LISA: Semplice. Ti sei definito un ribelle. In assenza di una sovrastruttura repressiva la tua
nicchia nella società è stata incorporata.
BART: Capisco.
LISA: Da quando è arrivato quel tizio dell’auto aiuto tu hai perso la tua identità. Tra le
crepe della nostra società pizza pronta, cotto in un’ora, latte liofilizzato.
BART: Qual è la risposta?
LISA: Questa è la tua grande occasione per sviluppare una nuova e migliore identità. Posso
suggerire di far da ciabattina allegra?
BART: Buona idea. Dimmi cosa devo fare.

Da svolgere:
(a) Nel dialogo tra Lisa e Bart, con quale termine Lisa afferma che Bart si è definito?
(b) Indichi se ciascuna delle seguenti affermazioni concorda con il dialogo tra Lisa e Bart, rispondendo sì o no e citando le parole decisive del testo: (i) Bart chiede a Lisa quale sia la risposta; (ii) Lisa invita Bart a sviluppare una nuova identità; (iii) Bart respinge il suggerimento di Lisa.
(c) Ricopi esattamente la parte del dialogo tra Lisa e Bart da "LISA: Semplice. Ti" a "un’ora, latte liofilizzato.".

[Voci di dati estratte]
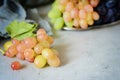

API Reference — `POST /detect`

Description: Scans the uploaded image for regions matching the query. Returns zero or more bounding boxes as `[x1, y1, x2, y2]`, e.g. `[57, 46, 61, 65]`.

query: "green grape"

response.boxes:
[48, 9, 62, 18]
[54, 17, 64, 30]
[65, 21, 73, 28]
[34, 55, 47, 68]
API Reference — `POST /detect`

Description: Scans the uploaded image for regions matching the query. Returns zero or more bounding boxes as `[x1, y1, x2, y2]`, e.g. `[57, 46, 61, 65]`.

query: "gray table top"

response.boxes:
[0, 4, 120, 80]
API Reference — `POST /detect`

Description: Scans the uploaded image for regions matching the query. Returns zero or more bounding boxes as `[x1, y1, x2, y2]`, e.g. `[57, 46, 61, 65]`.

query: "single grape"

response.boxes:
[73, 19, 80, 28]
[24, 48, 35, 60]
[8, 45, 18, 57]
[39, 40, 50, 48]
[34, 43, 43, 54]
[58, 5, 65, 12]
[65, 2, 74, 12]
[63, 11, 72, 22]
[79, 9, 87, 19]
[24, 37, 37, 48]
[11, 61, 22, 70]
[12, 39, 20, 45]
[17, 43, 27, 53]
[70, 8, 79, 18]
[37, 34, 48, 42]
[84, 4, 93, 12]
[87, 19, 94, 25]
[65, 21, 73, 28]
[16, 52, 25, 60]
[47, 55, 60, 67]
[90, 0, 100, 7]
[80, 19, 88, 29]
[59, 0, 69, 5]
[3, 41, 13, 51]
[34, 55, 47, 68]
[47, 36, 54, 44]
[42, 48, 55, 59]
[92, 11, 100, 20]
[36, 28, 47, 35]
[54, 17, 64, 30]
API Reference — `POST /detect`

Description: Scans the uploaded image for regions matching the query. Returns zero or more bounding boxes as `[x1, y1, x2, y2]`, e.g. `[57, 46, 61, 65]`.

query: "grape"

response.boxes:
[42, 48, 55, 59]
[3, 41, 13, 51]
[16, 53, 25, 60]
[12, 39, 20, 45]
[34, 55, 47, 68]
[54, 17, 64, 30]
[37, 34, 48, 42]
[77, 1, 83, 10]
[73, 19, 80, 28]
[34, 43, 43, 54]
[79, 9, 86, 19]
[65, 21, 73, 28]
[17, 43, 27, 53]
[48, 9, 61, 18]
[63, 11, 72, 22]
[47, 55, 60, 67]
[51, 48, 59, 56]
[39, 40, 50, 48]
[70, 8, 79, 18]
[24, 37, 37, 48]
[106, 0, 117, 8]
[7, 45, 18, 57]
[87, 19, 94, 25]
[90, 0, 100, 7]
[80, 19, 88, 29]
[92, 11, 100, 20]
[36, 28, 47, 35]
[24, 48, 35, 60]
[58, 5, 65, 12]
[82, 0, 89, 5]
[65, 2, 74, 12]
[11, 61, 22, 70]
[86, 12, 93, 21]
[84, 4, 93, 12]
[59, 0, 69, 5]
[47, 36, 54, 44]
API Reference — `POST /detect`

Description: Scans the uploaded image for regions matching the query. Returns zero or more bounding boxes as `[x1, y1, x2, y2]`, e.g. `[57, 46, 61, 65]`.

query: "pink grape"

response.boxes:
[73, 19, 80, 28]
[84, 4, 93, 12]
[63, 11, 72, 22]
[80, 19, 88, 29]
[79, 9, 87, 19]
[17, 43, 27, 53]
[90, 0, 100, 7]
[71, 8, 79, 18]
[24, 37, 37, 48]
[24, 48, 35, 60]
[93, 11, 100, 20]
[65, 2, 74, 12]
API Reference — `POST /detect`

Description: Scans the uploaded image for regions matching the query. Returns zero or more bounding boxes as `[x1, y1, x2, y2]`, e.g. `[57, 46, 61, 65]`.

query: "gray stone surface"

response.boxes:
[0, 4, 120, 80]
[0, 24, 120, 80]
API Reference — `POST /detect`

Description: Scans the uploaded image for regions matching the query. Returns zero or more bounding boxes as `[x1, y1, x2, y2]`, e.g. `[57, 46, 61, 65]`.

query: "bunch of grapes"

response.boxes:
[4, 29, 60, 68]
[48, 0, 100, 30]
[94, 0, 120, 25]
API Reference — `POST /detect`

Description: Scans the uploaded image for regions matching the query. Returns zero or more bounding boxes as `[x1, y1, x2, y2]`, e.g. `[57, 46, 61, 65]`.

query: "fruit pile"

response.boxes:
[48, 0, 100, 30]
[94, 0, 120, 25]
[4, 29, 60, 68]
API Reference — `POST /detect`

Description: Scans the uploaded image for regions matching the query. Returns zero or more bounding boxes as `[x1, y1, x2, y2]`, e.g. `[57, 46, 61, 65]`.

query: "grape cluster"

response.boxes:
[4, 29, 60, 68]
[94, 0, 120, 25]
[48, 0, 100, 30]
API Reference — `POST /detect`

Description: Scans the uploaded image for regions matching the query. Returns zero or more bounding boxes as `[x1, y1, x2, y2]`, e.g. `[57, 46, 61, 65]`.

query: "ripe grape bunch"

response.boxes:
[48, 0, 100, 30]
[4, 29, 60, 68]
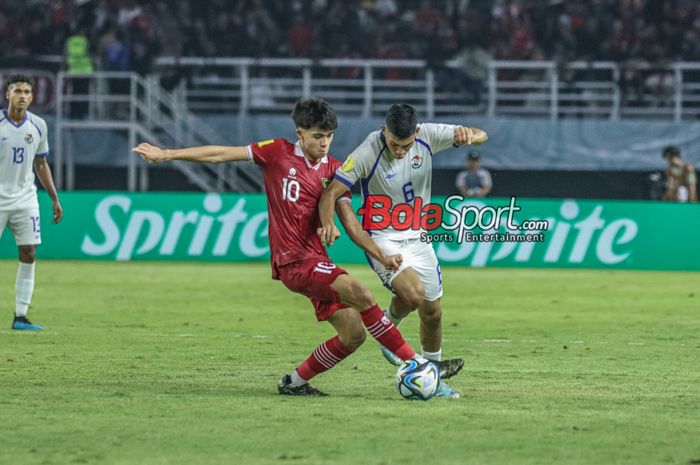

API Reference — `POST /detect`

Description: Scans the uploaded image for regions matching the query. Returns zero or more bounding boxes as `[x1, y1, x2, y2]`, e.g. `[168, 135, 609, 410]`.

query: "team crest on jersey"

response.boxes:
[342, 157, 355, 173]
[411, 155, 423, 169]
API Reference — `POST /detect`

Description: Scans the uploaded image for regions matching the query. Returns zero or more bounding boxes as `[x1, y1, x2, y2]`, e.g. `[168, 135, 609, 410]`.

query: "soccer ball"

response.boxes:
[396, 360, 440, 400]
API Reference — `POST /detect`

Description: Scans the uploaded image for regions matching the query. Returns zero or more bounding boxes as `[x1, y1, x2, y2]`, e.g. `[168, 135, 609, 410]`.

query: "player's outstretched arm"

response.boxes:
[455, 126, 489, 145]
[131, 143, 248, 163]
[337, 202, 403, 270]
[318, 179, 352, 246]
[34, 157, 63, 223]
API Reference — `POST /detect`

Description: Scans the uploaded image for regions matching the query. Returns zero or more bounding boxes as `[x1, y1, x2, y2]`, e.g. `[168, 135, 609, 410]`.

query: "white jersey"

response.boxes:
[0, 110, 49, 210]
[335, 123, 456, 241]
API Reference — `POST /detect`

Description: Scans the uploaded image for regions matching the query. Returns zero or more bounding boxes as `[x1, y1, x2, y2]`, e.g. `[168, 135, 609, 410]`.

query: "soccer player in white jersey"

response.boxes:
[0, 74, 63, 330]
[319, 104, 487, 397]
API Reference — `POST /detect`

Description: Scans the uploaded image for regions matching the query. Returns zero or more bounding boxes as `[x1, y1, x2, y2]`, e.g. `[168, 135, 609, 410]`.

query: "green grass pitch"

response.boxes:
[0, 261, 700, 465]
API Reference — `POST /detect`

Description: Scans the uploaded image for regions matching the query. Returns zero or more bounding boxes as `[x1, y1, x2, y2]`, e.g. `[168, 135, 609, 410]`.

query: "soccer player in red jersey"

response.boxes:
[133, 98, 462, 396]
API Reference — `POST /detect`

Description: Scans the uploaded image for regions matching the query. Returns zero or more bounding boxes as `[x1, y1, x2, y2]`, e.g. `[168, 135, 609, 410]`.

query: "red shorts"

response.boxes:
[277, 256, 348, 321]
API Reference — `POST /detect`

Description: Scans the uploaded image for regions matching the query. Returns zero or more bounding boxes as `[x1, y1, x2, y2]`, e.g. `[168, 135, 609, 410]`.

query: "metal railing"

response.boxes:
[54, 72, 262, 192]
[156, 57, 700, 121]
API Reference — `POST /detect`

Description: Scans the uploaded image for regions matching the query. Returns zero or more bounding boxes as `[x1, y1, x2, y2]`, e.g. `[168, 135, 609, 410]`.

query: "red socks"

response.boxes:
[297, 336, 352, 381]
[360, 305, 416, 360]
...
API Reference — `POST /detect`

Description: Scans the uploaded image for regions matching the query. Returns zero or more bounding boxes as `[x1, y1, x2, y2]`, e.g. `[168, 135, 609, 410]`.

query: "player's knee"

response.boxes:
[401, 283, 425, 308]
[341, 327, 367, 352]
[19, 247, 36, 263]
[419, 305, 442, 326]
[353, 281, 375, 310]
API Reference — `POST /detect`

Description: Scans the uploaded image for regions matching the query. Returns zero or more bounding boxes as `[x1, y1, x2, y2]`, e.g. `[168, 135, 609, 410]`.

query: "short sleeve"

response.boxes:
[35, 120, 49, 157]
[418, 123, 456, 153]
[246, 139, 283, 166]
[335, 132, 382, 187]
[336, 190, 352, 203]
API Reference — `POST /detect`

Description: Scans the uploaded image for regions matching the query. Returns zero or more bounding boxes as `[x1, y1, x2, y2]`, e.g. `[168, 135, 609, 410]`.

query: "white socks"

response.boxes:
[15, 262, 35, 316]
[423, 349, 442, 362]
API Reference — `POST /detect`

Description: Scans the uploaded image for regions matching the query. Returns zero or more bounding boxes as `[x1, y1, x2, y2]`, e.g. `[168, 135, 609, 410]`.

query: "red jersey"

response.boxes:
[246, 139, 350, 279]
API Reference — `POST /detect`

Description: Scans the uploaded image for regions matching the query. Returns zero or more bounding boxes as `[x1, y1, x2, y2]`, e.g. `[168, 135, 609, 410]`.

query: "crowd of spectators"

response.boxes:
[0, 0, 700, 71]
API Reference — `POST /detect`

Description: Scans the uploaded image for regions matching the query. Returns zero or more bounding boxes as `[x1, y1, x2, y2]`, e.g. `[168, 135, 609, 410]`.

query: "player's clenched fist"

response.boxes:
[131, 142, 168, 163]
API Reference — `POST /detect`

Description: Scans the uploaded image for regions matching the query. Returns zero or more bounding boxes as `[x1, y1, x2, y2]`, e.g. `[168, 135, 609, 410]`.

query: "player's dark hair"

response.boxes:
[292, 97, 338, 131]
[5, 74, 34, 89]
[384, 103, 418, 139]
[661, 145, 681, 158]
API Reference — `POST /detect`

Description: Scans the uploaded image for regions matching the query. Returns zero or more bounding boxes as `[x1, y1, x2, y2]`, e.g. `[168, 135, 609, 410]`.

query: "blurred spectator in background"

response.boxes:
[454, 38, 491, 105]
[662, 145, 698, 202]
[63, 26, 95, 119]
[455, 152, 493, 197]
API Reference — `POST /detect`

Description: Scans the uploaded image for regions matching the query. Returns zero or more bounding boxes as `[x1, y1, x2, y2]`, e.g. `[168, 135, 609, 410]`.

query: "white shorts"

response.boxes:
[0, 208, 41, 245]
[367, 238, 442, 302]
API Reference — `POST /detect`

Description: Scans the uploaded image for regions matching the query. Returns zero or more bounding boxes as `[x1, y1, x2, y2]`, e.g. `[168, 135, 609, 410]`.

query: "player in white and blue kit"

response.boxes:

Soluzioni dell'esercizio:
(a) Un ribelle.

(b)
(i) Sì: "Qual è la risposta?"
(ii) Sì: "Questa è la tua grande occasione per sviluppare una nuova e migliore identità."
(iii) No: "Buona idea. Dimmi cosa devo fare."

(c)
LISA: Semplice. Ti sei definito un ribelle. In assenza di una sovrastruttura repressiva la tua
nicchia nella società è stata incorporata.
BART: Capisco.
LISA: Da quando è arrivato quel tizio dell’auto aiuto tu hai perso la tua identità. Tra le
crepe della nostra società pizza pronta, cotto in un’ora, latte liofilizzato.